*Article*

..............................

In order for ink layer 22 to delaminate from plastic strip 20 when the seal is forced open, it is necessary that the bond between the ink and plastic strip 20 be relatively weak, i.e., weak relative to the bond between adhesive layer 24 and ink layer 22. Because the bond between the ink and plastic strip 20 is relatively weak, if adhesive layer 24 merely adhered to ink layer 22, the overall strength of seal 12 would be relatively weak. Adhesive layer 24 would simply release from plastic strip 20 whenever ink layer 22 delaminated from plastic strip 20. This could cause the seal to inadvertently open during handling and shipping of the bag, which would be highly undesirable. To avoid this potential problem, ink layer 22 is sufficiently thin so that there are voids in ink layer 22. As a result, when seal 12 is pressed closed, portions of adhesive layer 24 adhere to the inner surface of plastic strip 20 through the voids in the ink. The affinity between the adhesive and the plastic strip is sufficiently high so that the strength of seal 12 is acceptably strong. Thus, seal 12 generally does not open unless it is intentionally forced open by pulling plastic strip 20 away from back wall 18.

In addition to distorting when forced open, seal 12 is sensitive to cooling so that if the seal is cooled below a particular "breakdown temperature," e.g., -10 F., the seal visibly distorts in a manner similar to when the seal is forced open. In particular, as illustrated in FIG. 5, when the seal is cooled below a breakdown temperature, ink layer 22 delaminates from plastic strip 20 so that the ink can no longer be clearly seen when viewing the outer side of plastic strip 20. The mechanism for the delamination of the ink is differential rates of shrinking of adhesive layer 24 and plastic strip 20. In particular, plastic strip 20 and adhesive layer 24 are chosen so that they shrink at different rates when cooled. In a preferred embodiment, the adhesive shrinks more and at a greater rate than plastic strip 20. Because the ink has a strong affinity to the adhesive, as the adhesive and the plastic strip shrink at different rates, ink layer 22, which is sandwiched between the plastic strip and the adhesive, is pulled away from the plastic strip. As a result, the ink is no longer clearly visible through the outer side of plastic strip 20.

The ability of seal 12 to provide visual evidence of cooling is important because a common technique used by thieves to gain access to plastic bags sealed with a pressure sensitive adhesive is to "freeze" the bag with a refrigerant, as previously described herein. Seals that combat this form of tampering have been introduced. However, as previously described herein, these prior art seals do not provide evidence of mere "freezing." Rather, the prior art seals simply provide evidence of a forced opening of the bag, whether or not the bag is first "frozen." In sharp contrast, seal 12 provided by the present invention provides a permanent visual indication if the seal is cooled below the breakdown temperature, regardless of whether or not the seal is actually forced open.

..............................

*Entries shown*

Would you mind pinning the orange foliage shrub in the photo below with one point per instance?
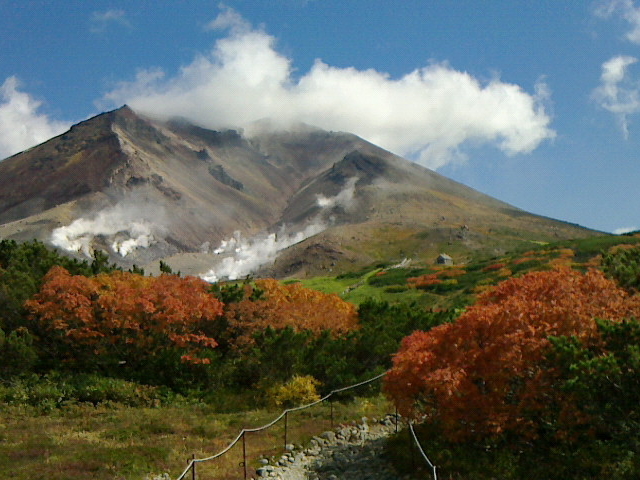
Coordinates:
(484, 374)
(522, 260)
(290, 306)
(126, 314)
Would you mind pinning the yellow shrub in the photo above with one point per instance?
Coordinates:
(300, 390)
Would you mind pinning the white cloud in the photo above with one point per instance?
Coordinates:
(21, 126)
(427, 114)
(618, 93)
(625, 9)
(101, 20)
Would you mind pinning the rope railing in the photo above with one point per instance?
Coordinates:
(421, 450)
(191, 467)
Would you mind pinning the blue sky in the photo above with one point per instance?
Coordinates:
(534, 103)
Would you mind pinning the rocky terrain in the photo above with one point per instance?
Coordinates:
(353, 452)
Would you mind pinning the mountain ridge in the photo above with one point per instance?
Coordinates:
(144, 191)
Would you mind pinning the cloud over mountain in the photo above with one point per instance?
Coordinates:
(21, 124)
(427, 114)
(618, 93)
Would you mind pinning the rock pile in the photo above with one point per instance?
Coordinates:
(351, 452)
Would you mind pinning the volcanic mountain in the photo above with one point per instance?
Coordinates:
(144, 191)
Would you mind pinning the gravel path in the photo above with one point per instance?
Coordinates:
(350, 452)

..............................

*Directives*
- a) Answer these questions about the passage on the tamper-evident seal:
(i) What example of a breakdown temperature does it give?
(ii) What results from ink layer 22 being sufficiently thin?
(iii) What common technique do thieves use to gain access to bags sealed with a pressure sensitive adhesive?
- b) Pick up the passage on the tamper-evident seal after its final sentence and continue it.
The records have no connection to the passage on the tamper-evident seal.

*Results by task*
- a)
(i) -10 F.
(ii) There are voids in ink layer 22, so portions of adhesive layer 24 adhere to the inner surface of plastic strip 20 through them when the seal is pressed closed.
(iii) They "freeze" the bag with a refrigerant.

- b)
Furthermore, seal 12 provided by the present invention cannot be opened without ink layer 22 visibly delaminating, whether or not the seal is first "frozen." This is ensured by choosing a pressure sensitive adhesive for adhesive layer 24 that has a relatively low transition temperature. When a pressure sensitive adhesive is cooled to its transition temperature, the adhesive loses its adhesive properties, i.e., its adhesive tack. The adhesive is chosen so that its transition temperature is lower than the breakdown temperature of seal 12, at which temperature ink layer 22 delaminates from plastic strip 20. As a result, as the seal is progressively cooled, ink layer 22 at least partially delaminates from plastic strip 20 before the transition temperature of the pressure sensitive adhesive is reached. Thus, the ink delaminates before the seal is sufficiently "frozen" to allow the seal to be opened without any significant force.

It is important that the breakdown temperature of seal 12 be greater, i.e., at a higher temperature, than the transition temperature of the pressure sensitive adhesive, to ensure that the seal cannot be opened without detection. If, in contrast, the transition temperature is above the seal's breakdown temperature, a refrigerant could be used to cool the seal to the adhesive's transition temperature, at which point the adhesive would lose its adhesive tack and release from the upper end of back wall 18 and/or ink layer 22 and plastic strip 20. The bag could then be opened, and then after warming to room temperature be reclosed. As long as the temperature of the bag is kept above the breakdown temperature, no visual indication of tampering would exist.

Adhesive layer 24 and plastic strip 20 are also preferably chosen so that they expand at different relative rates when warmed, i.e., the plastic strip and adhesive layer have different thermal coefficients of expansion. In one preferred embodiment, the adhesive expands more and at a greater rate than plastic strip 20. As a result, if, after the seal is "frozen" below the breakdown temperature, a portion of ink layer 22 has not delaminated from plastic strip 20, the ink will further delaminate upon warming of seal 12. This further ensures that the delamination is sufficient to provide a significant visual indication of "freezing."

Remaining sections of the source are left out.